#### What the exercise asks
Can you present the records below as a two-column CSV with the columns request and answer, one row per record, each field in double quotes and with line breaks replaced by spaces? Leave the pictures out.
— BEGIN Listed records —
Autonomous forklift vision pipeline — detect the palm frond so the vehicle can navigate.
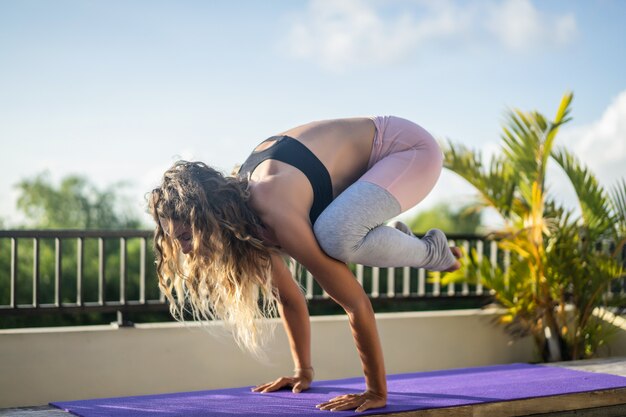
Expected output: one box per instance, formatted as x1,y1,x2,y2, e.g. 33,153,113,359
610,178,626,239
444,141,517,219
552,148,614,238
— END Listed records —
#### Output of the task
request,answer
"Autonomous forklift vision pipeline — detect the palm frond so the vehicle can navigate. Expected output: one box per instance, formatted as x1,y1,x2,y2, e.g. 33,153,113,359","610,178,626,239 444,141,517,219 552,148,614,238"